[[ The data, beginning ]]

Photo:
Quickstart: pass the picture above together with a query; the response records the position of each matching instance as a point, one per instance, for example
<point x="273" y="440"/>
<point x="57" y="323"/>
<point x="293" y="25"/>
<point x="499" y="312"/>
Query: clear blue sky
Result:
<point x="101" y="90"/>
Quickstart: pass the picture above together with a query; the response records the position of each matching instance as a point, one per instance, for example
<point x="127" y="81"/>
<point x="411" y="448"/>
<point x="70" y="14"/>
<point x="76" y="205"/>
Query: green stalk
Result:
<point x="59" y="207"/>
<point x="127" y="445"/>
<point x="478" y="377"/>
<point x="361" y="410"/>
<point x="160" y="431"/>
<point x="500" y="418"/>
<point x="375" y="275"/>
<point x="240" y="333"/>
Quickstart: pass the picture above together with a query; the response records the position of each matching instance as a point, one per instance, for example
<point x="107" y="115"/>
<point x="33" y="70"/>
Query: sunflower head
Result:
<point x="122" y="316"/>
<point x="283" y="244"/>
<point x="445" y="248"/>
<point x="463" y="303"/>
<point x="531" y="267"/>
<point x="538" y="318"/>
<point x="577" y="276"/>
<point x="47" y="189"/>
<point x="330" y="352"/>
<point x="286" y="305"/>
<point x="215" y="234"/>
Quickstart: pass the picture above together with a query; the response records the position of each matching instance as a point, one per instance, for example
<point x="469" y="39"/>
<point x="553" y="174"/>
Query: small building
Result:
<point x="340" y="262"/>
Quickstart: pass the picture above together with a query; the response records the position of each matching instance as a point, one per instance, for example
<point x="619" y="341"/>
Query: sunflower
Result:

[[ The data, end ]]

*What this task involves*
Where in the records above does the word "sunflower" appear? Copy each line that holds it.

*Exercise solution*
Query: sunflower head
Query: sunflower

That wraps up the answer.